**Written request**
Rewrite every line of the material below as a numbered list, one line per item, and leave out any blank lines.

** begin **

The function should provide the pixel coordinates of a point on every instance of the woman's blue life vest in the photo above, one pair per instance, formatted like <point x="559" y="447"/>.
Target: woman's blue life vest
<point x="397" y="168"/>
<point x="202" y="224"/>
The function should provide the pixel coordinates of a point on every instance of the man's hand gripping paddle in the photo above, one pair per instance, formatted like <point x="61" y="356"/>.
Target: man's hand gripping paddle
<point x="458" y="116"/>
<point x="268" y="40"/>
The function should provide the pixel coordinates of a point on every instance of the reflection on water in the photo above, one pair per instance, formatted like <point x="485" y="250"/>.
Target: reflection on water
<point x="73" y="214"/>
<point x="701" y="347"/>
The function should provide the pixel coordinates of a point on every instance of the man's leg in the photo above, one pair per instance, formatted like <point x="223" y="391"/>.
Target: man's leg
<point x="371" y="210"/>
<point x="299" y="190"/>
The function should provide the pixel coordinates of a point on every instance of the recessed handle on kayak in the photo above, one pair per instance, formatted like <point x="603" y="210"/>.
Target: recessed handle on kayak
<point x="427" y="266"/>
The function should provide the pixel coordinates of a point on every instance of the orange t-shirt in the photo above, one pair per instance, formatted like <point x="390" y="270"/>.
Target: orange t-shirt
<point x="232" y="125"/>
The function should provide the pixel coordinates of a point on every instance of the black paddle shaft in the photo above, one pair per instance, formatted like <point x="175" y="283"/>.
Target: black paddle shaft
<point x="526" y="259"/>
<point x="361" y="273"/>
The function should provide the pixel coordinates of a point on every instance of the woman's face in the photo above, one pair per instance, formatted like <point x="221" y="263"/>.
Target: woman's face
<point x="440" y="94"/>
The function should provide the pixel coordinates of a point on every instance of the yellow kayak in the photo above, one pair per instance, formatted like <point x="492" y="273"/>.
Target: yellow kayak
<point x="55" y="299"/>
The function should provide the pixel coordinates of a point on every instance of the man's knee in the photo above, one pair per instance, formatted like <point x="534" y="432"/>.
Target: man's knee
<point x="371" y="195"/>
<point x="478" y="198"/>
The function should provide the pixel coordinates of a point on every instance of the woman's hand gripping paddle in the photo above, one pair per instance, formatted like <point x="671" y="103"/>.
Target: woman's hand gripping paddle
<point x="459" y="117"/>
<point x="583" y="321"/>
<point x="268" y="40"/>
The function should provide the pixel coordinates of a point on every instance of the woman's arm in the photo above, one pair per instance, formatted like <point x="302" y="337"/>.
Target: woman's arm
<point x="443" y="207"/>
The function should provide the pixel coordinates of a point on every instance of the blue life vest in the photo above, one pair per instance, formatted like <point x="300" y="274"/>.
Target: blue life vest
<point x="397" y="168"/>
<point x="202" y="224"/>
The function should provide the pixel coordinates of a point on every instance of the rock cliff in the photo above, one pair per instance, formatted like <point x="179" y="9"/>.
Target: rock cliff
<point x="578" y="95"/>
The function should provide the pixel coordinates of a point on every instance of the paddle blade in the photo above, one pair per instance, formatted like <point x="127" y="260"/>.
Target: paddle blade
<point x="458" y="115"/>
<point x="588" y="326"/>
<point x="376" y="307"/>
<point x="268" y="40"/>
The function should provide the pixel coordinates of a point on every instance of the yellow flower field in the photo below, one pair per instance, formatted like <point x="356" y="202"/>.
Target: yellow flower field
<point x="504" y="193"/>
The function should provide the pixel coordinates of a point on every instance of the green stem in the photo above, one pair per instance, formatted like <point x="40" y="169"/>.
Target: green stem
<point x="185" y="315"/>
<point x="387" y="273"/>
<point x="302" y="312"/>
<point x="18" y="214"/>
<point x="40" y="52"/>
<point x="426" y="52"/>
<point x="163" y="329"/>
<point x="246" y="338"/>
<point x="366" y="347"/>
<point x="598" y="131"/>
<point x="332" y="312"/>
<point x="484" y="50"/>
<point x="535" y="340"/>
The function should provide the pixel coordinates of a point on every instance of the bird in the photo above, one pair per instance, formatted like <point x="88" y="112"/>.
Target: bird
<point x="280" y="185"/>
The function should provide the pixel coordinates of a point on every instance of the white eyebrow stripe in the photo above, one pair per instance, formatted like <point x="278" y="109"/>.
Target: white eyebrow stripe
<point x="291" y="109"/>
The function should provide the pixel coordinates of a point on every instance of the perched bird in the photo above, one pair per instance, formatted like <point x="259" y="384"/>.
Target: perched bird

** end **

**Exercise output**
1. The function should provide the pixel coordinates of a point on every instance of the woman's blue life vest in the photo above, one pair per instance, formatted like <point x="559" y="447"/>.
2. Target: woman's blue life vest
3. <point x="397" y="168"/>
4. <point x="202" y="224"/>
5. The function should provide the pixel coordinates of a point on every instance of the man's hand gripping paddle in the photo above, one pair per instance, formatted like <point x="61" y="356"/>.
6. Target: man's hand gripping paddle
7. <point x="458" y="116"/>
8. <point x="268" y="40"/>
9. The function should provide the pixel coordinates of a point on every instance of the reflection on water in the photo above, one pair per instance, formatted like <point x="485" y="250"/>.
10. Target: reflection on water
11. <point x="73" y="214"/>
12. <point x="701" y="347"/>
13. The function should provide the pixel coordinates of a point on every instance of the man's leg in the photo above, one pair per instance, formatted like <point x="223" y="391"/>.
14. Target: man's leg
15. <point x="371" y="210"/>
16. <point x="299" y="190"/>
17. The function should provide the pixel coordinates of a point on every instance of the recessed handle on kayak in the photo above, one pair per instance, formatted like <point x="603" y="210"/>.
18. Target: recessed handle on kayak
19. <point x="427" y="266"/>
20. The function should provide the pixel coordinates of a point on every instance of the orange t-shirt in the photo above, one pair per instance, formatted like <point x="390" y="270"/>.
21. Target: orange t-shirt
22. <point x="232" y="125"/>
23. The function should provide the pixel coordinates of a point on every instance of the black paddle shaft in the photo above, one pair per instance, formatted like <point x="175" y="283"/>.
24. Target: black paddle shaft
25. <point x="526" y="259"/>
26. <point x="361" y="273"/>
27. The function should provide the pixel coordinates of a point on every instance of the woman's face in the photo above, one pair per instance, formatted like <point x="221" y="263"/>.
28. Target: woman's face
29. <point x="440" y="94"/>
30. The function should provide the pixel coordinates of a point on every instance of the yellow kayak in the photo above, one pair per instance, formatted like <point x="492" y="273"/>.
31. Target: yellow kayak
32. <point x="55" y="299"/>
33. The function should provide the pixel coordinates of a point on every instance of the man's knee in the photo above, one pair per instance, formatted like <point x="534" y="432"/>.
34. Target: man's knee
35. <point x="371" y="195"/>
36. <point x="478" y="198"/>
37. The function should provide the pixel coordinates of a point on every instance of the woman's hand gripping paddle in the photo above, one pair per instance, formatted like <point x="671" y="103"/>.
38. Target: woman's hand gripping paddle
39. <point x="459" y="117"/>
40. <point x="583" y="321"/>
41. <point x="268" y="40"/>
42. The function should provide the pixel coordinates of a point on every instance of the woman's arm in the photo above, one pair per instance, formatted like <point x="302" y="337"/>.
43. Target: woman's arm
44. <point x="443" y="207"/>
45. The function should provide the pixel coordinates of a point on every instance of the blue life vest in the photo above, one pair per instance, formatted like <point x="300" y="274"/>.
46. Target: blue life vest
47. <point x="397" y="168"/>
48. <point x="202" y="224"/>
49. The function should provide the pixel coordinates of a point on every instance of the rock cliff in the photo above, one pair per instance, formatted like <point x="179" y="9"/>.
50. Target: rock cliff
51. <point x="578" y="95"/>
52. The function should provide the pixel coordinates of a point on every instance of the paddle blade in the photo above, one pair per instance, formatted like <point x="127" y="260"/>.
53. Target: paddle blade
54. <point x="458" y="115"/>
55. <point x="588" y="326"/>
56. <point x="376" y="307"/>
57. <point x="268" y="40"/>
58. The function should provide the pixel coordinates of a point on every instance of the yellow flower field in the photo below, one pair per instance, formatted like <point x="356" y="202"/>.
59. Target: yellow flower field
60. <point x="504" y="193"/>
61. The function should provide the pixel coordinates of a point on every instance of the green stem in the photo above, one pair per instance, formatted like <point x="40" y="169"/>.
62. Target: green stem
63. <point x="185" y="315"/>
64. <point x="387" y="273"/>
65. <point x="302" y="312"/>
66. <point x="18" y="214"/>
67. <point x="40" y="52"/>
68. <point x="426" y="52"/>
69. <point x="163" y="329"/>
70. <point x="246" y="338"/>
71. <point x="366" y="347"/>
72. <point x="598" y="131"/>
73. <point x="332" y="312"/>
74. <point x="484" y="50"/>
75. <point x="535" y="340"/>
76. The function should provide the pixel coordinates of a point on every instance of the bird in the photo above, one pair per instance, formatted like <point x="88" y="112"/>.
77. Target: bird
78. <point x="280" y="185"/>
79. The function should provide the pixel coordinates of a point on every instance of the white eyebrow stripe in the photo above, one pair per instance, formatted like <point x="278" y="109"/>.
80. Target: white eyebrow stripe
81. <point x="291" y="109"/>
82. The function should provide the pixel coordinates of a point on every instance of the perched bird in the photo above, one pair per instance, formatted like <point x="259" y="384"/>.
83. Target: perched bird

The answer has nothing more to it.